Record di posizionamento dei punti:
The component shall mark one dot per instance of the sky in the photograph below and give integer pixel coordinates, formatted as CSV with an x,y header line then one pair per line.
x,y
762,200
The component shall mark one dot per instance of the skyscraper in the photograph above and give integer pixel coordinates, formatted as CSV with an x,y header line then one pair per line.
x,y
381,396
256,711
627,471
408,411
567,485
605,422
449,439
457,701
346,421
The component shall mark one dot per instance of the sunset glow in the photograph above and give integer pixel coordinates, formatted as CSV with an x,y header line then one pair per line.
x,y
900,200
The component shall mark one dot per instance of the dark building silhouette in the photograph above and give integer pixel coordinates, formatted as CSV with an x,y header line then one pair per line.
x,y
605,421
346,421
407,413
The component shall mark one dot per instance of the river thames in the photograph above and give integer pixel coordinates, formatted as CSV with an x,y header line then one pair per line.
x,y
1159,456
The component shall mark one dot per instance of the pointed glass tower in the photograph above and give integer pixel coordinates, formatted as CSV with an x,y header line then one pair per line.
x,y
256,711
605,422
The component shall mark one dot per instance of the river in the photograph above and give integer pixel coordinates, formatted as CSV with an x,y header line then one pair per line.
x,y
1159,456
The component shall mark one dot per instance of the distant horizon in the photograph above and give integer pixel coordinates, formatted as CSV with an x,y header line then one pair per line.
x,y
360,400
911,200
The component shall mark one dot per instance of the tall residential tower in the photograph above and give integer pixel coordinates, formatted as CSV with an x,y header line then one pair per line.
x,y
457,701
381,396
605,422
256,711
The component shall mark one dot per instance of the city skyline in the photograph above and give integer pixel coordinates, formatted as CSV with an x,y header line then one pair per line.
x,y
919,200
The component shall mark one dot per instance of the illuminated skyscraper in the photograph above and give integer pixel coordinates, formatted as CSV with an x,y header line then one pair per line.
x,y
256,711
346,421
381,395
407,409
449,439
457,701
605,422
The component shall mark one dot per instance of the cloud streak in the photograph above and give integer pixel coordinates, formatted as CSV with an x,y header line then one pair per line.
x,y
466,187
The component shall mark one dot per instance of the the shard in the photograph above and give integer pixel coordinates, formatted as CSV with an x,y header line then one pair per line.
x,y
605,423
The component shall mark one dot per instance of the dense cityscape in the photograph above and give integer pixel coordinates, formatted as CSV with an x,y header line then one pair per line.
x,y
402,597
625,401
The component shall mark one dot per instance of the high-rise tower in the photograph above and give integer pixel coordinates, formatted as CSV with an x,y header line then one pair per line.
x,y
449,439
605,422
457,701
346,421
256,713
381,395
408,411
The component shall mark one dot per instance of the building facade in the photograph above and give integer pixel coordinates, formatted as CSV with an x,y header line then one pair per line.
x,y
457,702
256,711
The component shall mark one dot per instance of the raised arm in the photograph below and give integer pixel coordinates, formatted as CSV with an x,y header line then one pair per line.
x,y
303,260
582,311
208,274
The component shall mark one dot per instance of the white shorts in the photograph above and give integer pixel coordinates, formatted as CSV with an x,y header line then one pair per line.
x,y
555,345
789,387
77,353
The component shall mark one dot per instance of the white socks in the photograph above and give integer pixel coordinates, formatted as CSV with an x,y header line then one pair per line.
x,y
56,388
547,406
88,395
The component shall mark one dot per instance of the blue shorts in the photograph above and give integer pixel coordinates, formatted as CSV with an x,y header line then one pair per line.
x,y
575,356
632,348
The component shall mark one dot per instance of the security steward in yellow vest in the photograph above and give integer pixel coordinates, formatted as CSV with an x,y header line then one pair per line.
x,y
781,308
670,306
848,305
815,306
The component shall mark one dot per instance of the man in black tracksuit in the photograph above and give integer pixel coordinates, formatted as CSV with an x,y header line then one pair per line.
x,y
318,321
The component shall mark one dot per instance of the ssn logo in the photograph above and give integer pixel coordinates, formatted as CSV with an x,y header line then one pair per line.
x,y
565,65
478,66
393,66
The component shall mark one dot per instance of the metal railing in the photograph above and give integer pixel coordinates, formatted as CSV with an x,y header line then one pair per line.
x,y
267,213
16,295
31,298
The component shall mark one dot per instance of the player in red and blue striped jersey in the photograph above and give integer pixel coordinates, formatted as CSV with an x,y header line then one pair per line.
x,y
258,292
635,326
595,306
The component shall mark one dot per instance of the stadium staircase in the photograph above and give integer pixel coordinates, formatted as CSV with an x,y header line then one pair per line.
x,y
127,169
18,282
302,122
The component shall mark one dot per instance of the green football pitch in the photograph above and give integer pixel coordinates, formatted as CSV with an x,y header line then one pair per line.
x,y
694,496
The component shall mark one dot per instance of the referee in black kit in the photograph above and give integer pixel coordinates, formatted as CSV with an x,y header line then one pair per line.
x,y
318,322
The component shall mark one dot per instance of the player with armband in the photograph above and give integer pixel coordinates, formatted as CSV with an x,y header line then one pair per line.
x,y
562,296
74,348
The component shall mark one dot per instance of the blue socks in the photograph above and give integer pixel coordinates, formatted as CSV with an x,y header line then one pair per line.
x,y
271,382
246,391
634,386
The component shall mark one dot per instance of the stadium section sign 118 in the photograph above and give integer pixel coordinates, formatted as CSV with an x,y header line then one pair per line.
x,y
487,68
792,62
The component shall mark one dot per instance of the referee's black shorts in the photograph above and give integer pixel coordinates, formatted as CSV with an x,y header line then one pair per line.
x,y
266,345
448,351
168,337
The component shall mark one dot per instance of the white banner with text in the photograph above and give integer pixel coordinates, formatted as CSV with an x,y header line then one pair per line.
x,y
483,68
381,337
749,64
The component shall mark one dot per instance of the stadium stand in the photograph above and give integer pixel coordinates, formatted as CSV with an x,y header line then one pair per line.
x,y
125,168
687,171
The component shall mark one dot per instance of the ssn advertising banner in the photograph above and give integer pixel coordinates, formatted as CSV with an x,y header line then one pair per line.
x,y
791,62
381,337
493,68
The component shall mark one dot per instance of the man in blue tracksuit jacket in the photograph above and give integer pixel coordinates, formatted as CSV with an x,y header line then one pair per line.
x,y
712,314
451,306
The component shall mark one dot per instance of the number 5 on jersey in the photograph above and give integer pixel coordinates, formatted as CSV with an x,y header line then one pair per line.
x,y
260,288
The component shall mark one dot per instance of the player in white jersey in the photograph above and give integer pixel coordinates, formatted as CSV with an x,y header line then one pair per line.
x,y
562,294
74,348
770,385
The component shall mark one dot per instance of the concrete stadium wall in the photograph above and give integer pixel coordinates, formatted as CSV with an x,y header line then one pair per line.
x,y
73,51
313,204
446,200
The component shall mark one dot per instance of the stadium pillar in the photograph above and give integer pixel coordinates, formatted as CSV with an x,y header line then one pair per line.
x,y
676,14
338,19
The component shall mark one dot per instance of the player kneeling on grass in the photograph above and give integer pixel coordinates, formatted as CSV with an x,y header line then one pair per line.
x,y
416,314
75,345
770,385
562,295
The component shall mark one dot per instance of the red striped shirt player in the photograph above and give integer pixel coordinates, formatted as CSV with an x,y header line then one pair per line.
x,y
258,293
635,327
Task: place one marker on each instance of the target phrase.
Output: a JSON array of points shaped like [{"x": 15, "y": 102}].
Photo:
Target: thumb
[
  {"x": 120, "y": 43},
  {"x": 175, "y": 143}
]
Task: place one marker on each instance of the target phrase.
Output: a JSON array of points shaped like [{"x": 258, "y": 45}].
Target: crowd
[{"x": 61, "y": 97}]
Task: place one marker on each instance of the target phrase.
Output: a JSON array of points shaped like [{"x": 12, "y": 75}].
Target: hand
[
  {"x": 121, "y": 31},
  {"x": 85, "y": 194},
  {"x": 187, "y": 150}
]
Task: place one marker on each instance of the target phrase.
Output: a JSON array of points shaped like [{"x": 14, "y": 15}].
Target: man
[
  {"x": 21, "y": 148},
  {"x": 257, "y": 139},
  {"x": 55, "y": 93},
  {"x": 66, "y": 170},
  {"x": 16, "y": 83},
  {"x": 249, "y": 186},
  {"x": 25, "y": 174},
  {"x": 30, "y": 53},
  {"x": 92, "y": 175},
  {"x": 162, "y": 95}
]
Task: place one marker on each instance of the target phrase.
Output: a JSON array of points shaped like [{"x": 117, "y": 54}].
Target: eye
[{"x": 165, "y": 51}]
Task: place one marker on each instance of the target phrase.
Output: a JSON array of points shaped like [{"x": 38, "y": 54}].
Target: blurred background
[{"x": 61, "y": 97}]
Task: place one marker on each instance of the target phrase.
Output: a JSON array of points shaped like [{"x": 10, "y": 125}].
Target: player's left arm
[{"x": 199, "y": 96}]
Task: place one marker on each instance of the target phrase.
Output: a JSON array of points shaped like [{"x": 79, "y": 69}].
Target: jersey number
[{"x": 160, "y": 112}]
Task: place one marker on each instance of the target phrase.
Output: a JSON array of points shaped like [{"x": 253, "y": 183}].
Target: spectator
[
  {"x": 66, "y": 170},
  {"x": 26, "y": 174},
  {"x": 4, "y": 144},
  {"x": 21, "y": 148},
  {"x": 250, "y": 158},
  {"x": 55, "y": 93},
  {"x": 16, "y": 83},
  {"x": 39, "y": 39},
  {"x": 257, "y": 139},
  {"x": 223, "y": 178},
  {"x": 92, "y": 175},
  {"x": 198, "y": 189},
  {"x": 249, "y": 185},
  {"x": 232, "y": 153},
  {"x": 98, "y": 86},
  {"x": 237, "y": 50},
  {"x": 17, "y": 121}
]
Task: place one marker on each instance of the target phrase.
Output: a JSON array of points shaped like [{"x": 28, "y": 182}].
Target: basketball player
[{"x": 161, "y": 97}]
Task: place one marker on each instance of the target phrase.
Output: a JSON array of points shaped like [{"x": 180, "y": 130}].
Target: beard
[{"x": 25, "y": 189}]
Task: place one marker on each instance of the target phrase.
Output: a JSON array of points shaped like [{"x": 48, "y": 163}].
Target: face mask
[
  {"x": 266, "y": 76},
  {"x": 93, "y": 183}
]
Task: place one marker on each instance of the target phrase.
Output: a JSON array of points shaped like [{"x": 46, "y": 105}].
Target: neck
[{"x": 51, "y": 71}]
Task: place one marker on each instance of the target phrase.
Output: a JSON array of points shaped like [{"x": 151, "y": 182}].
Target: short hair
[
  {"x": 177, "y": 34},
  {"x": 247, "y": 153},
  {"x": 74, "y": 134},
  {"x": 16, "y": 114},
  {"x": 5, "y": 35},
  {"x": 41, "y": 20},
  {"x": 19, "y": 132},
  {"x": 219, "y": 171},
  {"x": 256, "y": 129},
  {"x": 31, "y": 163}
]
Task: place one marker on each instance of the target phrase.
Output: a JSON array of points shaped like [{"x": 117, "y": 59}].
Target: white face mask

ISTRUZIONI DEL COMPITO → Indica quante righe dei record contengono la stringa "player", distinguendo tra maiuscole e minuscole. Rispondi soltanto con il numero.

RISPOSTA PROPOSTA → 7